WORK INSTRUCTIONS:
Report the count of lines with "standing" in the data below, and no other words.

RECORDS Start Marker

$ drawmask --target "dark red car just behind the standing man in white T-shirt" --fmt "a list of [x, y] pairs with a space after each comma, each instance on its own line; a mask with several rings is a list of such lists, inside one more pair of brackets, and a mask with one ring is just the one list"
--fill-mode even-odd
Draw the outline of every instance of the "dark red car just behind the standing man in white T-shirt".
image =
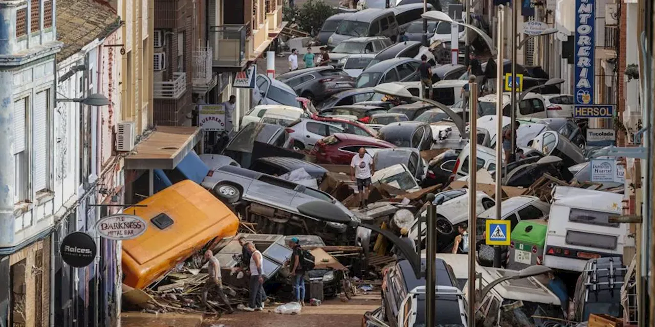
[[395, 148], [395, 145], [375, 137], [335, 133], [320, 139], [309, 152], [316, 163], [350, 165], [350, 160], [360, 148]]

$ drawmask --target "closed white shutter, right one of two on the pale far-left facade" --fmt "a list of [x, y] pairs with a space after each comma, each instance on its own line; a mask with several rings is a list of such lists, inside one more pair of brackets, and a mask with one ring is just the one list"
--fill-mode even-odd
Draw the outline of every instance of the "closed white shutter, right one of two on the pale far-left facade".
[[48, 90], [37, 93], [33, 109], [33, 189], [36, 192], [47, 188], [48, 179]]

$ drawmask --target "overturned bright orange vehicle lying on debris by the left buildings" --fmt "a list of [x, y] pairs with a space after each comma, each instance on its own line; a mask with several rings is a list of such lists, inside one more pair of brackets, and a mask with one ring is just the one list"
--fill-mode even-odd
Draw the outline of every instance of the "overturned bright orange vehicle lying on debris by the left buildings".
[[[208, 190], [181, 181], [123, 212], [143, 218], [145, 233], [122, 241], [123, 283], [145, 288], [208, 243], [236, 235], [236, 215]], [[145, 207], [142, 207], [145, 205]]]

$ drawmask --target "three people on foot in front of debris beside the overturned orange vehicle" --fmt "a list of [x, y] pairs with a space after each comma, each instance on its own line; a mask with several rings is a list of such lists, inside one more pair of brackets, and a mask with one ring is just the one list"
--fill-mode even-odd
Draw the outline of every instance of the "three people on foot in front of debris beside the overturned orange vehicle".
[[[250, 276], [248, 283], [248, 305], [239, 304], [237, 309], [243, 311], [262, 311], [267, 300], [266, 292], [264, 290], [265, 271], [264, 271], [264, 257], [257, 250], [255, 244], [246, 241], [244, 237], [238, 239], [241, 245], [241, 262], [239, 267], [233, 269], [233, 272], [240, 271], [244, 275]], [[301, 305], [305, 305], [305, 271], [301, 265], [301, 258], [303, 258], [303, 249], [300, 246], [300, 241], [297, 237], [291, 237], [288, 246], [293, 249], [291, 260], [288, 262], [288, 267], [293, 282], [293, 298]], [[223, 279], [221, 276], [221, 263], [215, 258], [212, 250], [206, 250], [204, 258], [208, 260], [209, 277], [205, 281], [202, 288], [202, 303], [205, 307], [209, 308], [207, 296], [210, 291], [215, 291], [223, 304], [227, 307], [228, 313], [233, 313], [234, 308], [230, 301], [225, 296], [223, 290]]]

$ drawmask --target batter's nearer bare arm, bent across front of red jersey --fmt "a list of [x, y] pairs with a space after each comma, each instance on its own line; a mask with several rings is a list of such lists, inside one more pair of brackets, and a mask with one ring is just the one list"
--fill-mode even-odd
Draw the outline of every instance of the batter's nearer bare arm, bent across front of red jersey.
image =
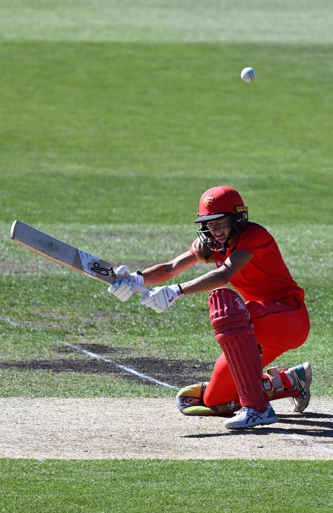
[[207, 272], [194, 280], [181, 283], [180, 286], [184, 295], [195, 294], [213, 290], [217, 287], [224, 287], [249, 261], [253, 258], [249, 251], [235, 251], [228, 257], [222, 267]]

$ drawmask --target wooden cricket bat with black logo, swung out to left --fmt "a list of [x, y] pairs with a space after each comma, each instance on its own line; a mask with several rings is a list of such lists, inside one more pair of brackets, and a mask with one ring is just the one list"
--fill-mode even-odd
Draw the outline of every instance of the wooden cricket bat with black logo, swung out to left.
[[[22, 221], [14, 221], [10, 230], [13, 241], [56, 264], [80, 272], [90, 278], [112, 285], [117, 277], [110, 262], [94, 257], [86, 251], [74, 248], [65, 242], [54, 239], [42, 231], [36, 230]], [[147, 294], [149, 288], [133, 282], [133, 287], [141, 294]]]

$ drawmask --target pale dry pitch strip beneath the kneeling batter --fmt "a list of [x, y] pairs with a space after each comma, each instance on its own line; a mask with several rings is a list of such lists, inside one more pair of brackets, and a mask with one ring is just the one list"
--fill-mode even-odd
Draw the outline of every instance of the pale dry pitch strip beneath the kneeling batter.
[[220, 417], [184, 417], [170, 399], [0, 398], [0, 457], [35, 459], [333, 459], [333, 401], [280, 422], [230, 431]]

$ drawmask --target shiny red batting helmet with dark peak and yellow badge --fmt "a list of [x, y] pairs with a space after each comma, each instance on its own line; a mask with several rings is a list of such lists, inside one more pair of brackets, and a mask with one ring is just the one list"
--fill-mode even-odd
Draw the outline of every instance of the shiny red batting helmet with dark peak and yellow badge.
[[247, 212], [239, 192], [232, 187], [218, 185], [206, 190], [199, 201], [199, 213], [195, 223], [205, 223], [224, 218], [225, 215]]

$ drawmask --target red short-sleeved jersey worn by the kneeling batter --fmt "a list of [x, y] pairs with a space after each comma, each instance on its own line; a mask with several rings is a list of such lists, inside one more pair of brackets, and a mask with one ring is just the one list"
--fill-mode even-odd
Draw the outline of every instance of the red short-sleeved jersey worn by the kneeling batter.
[[[227, 248], [225, 255], [214, 251], [216, 266], [223, 262], [235, 250], [253, 253], [253, 259], [246, 264], [234, 278], [231, 285], [240, 292], [245, 301], [281, 301], [289, 303], [295, 295], [304, 300], [304, 290], [293, 280], [285, 265], [273, 236], [256, 223], [248, 222], [238, 239]], [[194, 254], [193, 249], [190, 249]]]

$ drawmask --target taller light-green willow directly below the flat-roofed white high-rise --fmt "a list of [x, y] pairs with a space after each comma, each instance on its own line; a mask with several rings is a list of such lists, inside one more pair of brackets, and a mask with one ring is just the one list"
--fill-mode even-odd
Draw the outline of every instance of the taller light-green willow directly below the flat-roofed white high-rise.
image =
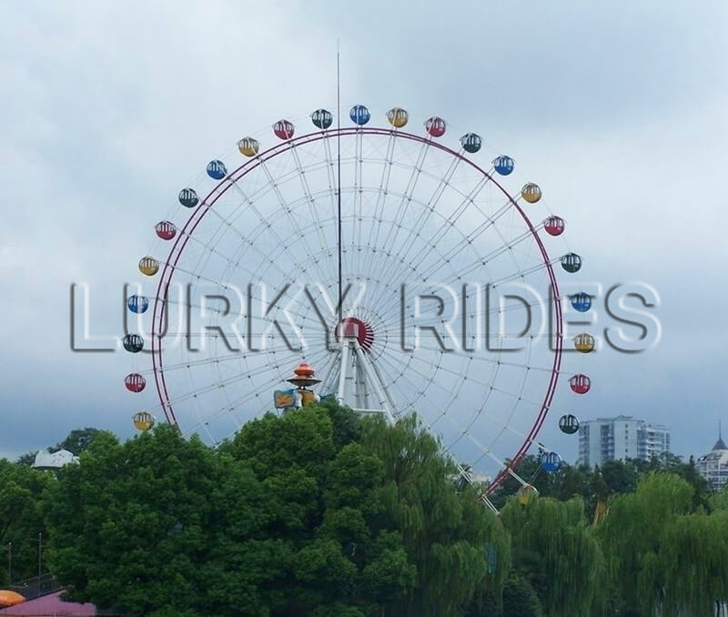
[[666, 530], [690, 511], [691, 485], [676, 475], [655, 472], [640, 480], [633, 493], [610, 502], [598, 528], [612, 586], [626, 608], [653, 615], [665, 600], [662, 549]]

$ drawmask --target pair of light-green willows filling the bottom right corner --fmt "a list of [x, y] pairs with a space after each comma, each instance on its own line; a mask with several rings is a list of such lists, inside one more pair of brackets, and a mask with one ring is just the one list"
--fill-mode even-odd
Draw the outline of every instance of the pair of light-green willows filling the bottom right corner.
[[612, 500], [599, 536], [622, 609], [705, 614], [728, 597], [728, 516], [692, 511], [691, 484], [664, 472]]

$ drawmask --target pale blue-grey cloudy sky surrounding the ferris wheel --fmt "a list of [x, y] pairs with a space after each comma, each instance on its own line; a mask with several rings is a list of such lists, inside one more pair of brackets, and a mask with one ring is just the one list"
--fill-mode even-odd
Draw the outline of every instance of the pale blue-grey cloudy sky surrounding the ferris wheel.
[[602, 349], [581, 417], [662, 422], [682, 455], [728, 432], [728, 5], [457, 5], [5, 3], [0, 455], [130, 434], [123, 354], [69, 349], [71, 283], [117, 334], [170, 196], [243, 133], [333, 107], [337, 38], [344, 106], [474, 127], [567, 213], [590, 280], [659, 292], [659, 345]]

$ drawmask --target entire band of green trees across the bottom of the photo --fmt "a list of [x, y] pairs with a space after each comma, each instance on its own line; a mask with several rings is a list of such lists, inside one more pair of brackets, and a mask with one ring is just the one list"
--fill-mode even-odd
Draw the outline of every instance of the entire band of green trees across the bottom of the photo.
[[551, 474], [526, 457], [541, 497], [496, 491], [496, 517], [416, 417], [335, 403], [253, 420], [216, 450], [167, 425], [57, 447], [81, 454], [57, 478], [0, 460], [13, 578], [35, 576], [41, 532], [71, 595], [118, 612], [668, 617], [728, 597], [728, 491], [709, 497], [672, 455]]

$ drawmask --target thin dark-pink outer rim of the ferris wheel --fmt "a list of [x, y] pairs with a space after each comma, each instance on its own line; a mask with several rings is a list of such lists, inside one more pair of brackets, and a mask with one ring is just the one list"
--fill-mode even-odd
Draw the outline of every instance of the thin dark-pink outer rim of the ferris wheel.
[[454, 157], [460, 162], [468, 164], [483, 177], [487, 178], [487, 181], [491, 182], [493, 186], [497, 187], [501, 191], [501, 194], [508, 200], [508, 203], [511, 205], [511, 207], [515, 208], [515, 210], [518, 212], [518, 214], [521, 216], [521, 219], [525, 223], [528, 233], [535, 241], [536, 246], [539, 248], [539, 251], [541, 253], [542, 264], [547, 271], [548, 278], [551, 283], [551, 288], [553, 290], [552, 304], [555, 313], [554, 320], [556, 331], [553, 335], [554, 348], [553, 361], [551, 366], [551, 379], [549, 380], [548, 388], [543, 397], [543, 400], [541, 401], [539, 413], [536, 416], [533, 424], [531, 425], [531, 430], [528, 432], [527, 435], [524, 436], [524, 440], [521, 443], [520, 448], [516, 451], [515, 455], [510, 460], [507, 460], [505, 462], [499, 473], [490, 482], [490, 485], [487, 489], [487, 493], [490, 493], [502, 483], [505, 477], [507, 477], [512, 472], [512, 470], [515, 469], [515, 467], [517, 467], [522, 457], [531, 448], [531, 445], [534, 443], [535, 437], [541, 430], [541, 427], [548, 415], [548, 411], [551, 408], [551, 402], [556, 392], [558, 379], [561, 373], [561, 356], [563, 352], [561, 294], [559, 291], [558, 279], [556, 278], [556, 275], [554, 273], [548, 251], [543, 245], [541, 237], [538, 234], [537, 228], [533, 225], [531, 218], [528, 217], [528, 215], [518, 203], [516, 198], [514, 198], [511, 193], [501, 185], [501, 183], [494, 177], [492, 173], [490, 173], [483, 167], [480, 167], [480, 165], [478, 165], [475, 161], [466, 157], [464, 150], [454, 150], [438, 141], [433, 140], [432, 137], [429, 135], [421, 136], [399, 129], [382, 128], [375, 126], [347, 126], [340, 128], [330, 127], [329, 129], [313, 131], [299, 137], [292, 137], [281, 141], [274, 146], [268, 147], [267, 149], [259, 152], [255, 157], [250, 157], [248, 158], [248, 160], [245, 160], [241, 165], [236, 167], [231, 172], [227, 173], [225, 177], [217, 180], [215, 186], [209, 190], [207, 195], [199, 200], [199, 203], [190, 213], [190, 216], [187, 217], [185, 225], [182, 228], [179, 228], [180, 233], [177, 234], [177, 238], [175, 238], [174, 244], [169, 251], [167, 259], [164, 262], [161, 276], [157, 284], [157, 294], [155, 297], [152, 313], [151, 356], [153, 365], [152, 370], [155, 376], [155, 385], [160, 406], [165, 413], [167, 422], [179, 426], [172, 400], [170, 399], [167, 389], [167, 379], [165, 378], [162, 345], [162, 338], [164, 337], [164, 334], [160, 334], [160, 332], [163, 331], [165, 312], [167, 310], [168, 291], [172, 282], [172, 278], [177, 271], [179, 259], [181, 258], [185, 248], [187, 247], [189, 239], [192, 237], [192, 234], [197, 229], [197, 226], [207, 215], [207, 211], [215, 205], [217, 199], [225, 195], [227, 193], [227, 190], [229, 190], [231, 187], [234, 187], [240, 179], [247, 176], [248, 173], [257, 169], [261, 165], [265, 165], [268, 160], [278, 157], [279, 155], [282, 155], [283, 153], [290, 150], [294, 150], [294, 148], [297, 146], [302, 146], [317, 141], [324, 141], [331, 138], [356, 137], [358, 135], [402, 137], [404, 139], [409, 139], [410, 141], [417, 142], [428, 147], [435, 147], [440, 151], [450, 155], [450, 157]]

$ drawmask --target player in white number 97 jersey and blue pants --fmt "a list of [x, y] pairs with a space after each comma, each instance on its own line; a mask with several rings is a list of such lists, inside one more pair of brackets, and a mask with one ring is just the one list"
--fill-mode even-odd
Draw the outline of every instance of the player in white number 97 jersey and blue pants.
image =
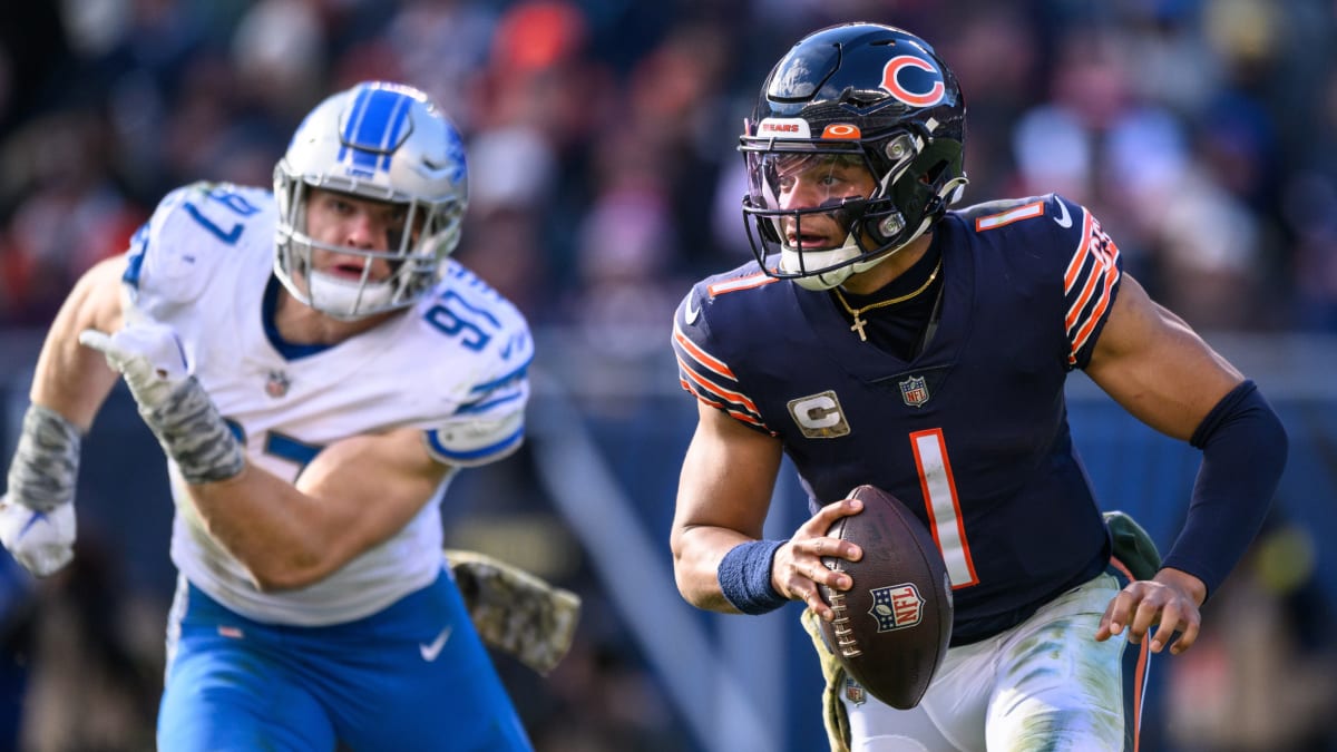
[[159, 748], [529, 748], [443, 569], [445, 487], [520, 444], [532, 357], [449, 258], [467, 197], [441, 111], [358, 84], [273, 194], [171, 193], [57, 314], [0, 539], [39, 575], [70, 559], [80, 435], [123, 376], [176, 503]]

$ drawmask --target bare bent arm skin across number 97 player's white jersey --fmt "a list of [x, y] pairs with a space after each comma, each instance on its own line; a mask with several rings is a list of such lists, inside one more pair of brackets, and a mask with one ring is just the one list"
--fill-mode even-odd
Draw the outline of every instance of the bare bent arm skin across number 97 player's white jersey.
[[422, 431], [353, 436], [316, 456], [295, 486], [247, 463], [227, 480], [191, 486], [210, 535], [262, 590], [318, 582], [389, 539], [436, 492], [449, 467]]

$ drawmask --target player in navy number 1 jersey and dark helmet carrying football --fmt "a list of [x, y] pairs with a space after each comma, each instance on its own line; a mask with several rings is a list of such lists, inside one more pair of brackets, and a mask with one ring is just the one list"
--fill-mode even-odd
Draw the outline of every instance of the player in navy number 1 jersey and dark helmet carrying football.
[[[933, 531], [952, 646], [910, 711], [832, 676], [833, 747], [1132, 749], [1130, 680], [1144, 673], [1123, 653], [1194, 644], [1199, 606], [1267, 510], [1286, 436], [1254, 384], [1123, 273], [1083, 206], [1050, 194], [949, 211], [964, 116], [943, 60], [892, 27], [818, 31], [771, 71], [741, 143], [755, 262], [697, 284], [674, 321], [699, 400], [678, 587], [703, 609], [796, 599], [830, 620], [818, 585], [850, 581], [820, 557], [861, 551], [825, 531], [872, 483]], [[1185, 527], [1146, 581], [1111, 566], [1067, 424], [1074, 368], [1202, 450]], [[812, 516], [761, 541], [782, 454]]]

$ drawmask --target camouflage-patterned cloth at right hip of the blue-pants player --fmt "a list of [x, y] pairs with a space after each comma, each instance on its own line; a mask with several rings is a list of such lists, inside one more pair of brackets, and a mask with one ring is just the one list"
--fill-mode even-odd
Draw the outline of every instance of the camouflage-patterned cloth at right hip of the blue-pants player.
[[544, 676], [566, 657], [579, 595], [485, 554], [447, 549], [445, 558], [483, 642]]

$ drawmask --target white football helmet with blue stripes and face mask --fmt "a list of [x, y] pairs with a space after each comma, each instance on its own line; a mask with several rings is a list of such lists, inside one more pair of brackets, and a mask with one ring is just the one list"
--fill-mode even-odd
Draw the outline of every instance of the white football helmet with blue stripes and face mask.
[[[306, 227], [312, 187], [402, 205], [410, 230], [386, 250], [316, 241]], [[274, 167], [274, 273], [297, 300], [342, 320], [405, 308], [432, 289], [460, 242], [468, 205], [464, 140], [424, 92], [360, 83], [321, 102], [298, 126]], [[362, 257], [361, 280], [314, 270], [312, 249]], [[390, 262], [389, 278], [370, 280], [376, 258]]]

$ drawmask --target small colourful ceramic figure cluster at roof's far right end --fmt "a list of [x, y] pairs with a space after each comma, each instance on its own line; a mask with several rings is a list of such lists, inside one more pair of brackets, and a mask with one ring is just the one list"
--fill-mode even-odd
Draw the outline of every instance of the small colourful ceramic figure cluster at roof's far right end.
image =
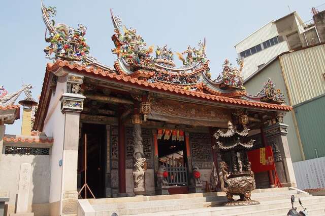
[[274, 103], [284, 103], [284, 94], [281, 93], [279, 89], [275, 88], [275, 83], [268, 78], [266, 82], [264, 82], [263, 89], [261, 92], [257, 93], [256, 96], [262, 96], [261, 101], [263, 102], [274, 102]]

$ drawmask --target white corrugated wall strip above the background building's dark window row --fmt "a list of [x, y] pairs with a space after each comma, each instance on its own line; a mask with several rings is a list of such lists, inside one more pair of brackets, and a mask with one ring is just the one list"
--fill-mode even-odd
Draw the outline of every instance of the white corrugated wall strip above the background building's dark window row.
[[272, 23], [273, 21], [269, 22], [235, 45], [236, 52], [243, 52], [256, 45], [262, 44], [262, 42], [271, 39], [272, 37], [278, 36], [279, 34], [276, 25]]

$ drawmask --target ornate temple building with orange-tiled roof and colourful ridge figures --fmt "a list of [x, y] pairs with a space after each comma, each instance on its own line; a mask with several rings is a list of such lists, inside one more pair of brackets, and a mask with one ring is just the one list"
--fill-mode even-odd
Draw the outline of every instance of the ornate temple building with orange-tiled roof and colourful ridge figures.
[[[220, 162], [236, 172], [250, 173], [250, 164], [256, 166], [249, 152], [231, 151], [241, 146], [245, 152], [273, 149], [266, 159], [261, 153], [261, 163], [276, 169], [255, 173], [256, 188], [296, 186], [283, 123], [292, 107], [284, 104], [272, 80], [249, 95], [243, 62], [237, 68], [228, 60], [213, 79], [205, 39], [176, 53], [183, 64], [176, 67], [167, 45], [155, 51], [147, 47], [136, 29], [123, 25], [112, 11], [116, 61], [106, 66], [89, 54], [87, 28], [56, 25], [55, 13], [54, 7], [42, 5], [49, 42], [44, 52], [53, 62], [45, 67], [32, 127], [37, 137], [15, 139], [3, 135], [4, 129], [0, 133], [1, 163], [9, 154], [20, 154], [16, 164], [8, 165], [18, 167], [24, 152], [34, 155], [31, 182], [41, 182], [45, 191], [38, 185], [30, 189], [28, 206], [35, 215], [76, 215], [78, 198], [220, 191]], [[13, 123], [17, 113], [19, 106], [2, 104], [1, 128]], [[236, 132], [233, 145], [218, 147], [217, 132], [225, 143]], [[19, 179], [19, 172], [3, 181], [5, 171], [0, 166], [0, 189], [11, 190], [9, 215], [17, 194], [10, 181]]]

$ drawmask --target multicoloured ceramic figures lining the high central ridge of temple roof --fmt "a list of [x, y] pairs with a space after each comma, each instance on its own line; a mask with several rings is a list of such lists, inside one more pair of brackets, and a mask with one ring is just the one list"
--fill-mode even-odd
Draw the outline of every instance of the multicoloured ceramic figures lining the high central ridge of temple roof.
[[[172, 49], [168, 49], [167, 45], [163, 48], [157, 46], [155, 58], [151, 56], [153, 46], [147, 47], [145, 40], [137, 34], [137, 30], [126, 28], [122, 25], [119, 16], [114, 16], [111, 10], [111, 17], [114, 25], [115, 34], [112, 36], [115, 49], [112, 50], [119, 58], [122, 58], [132, 67], [145, 67], [147, 69], [157, 69], [156, 66], [174, 68], [174, 53]], [[191, 48], [190, 46], [182, 53], [176, 53], [183, 65], [189, 67], [198, 63], [206, 62], [205, 40], [199, 42], [199, 48]], [[183, 55], [186, 55], [184, 57]]]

RECORDS End Marker

EXERCISE OUTPUT:
2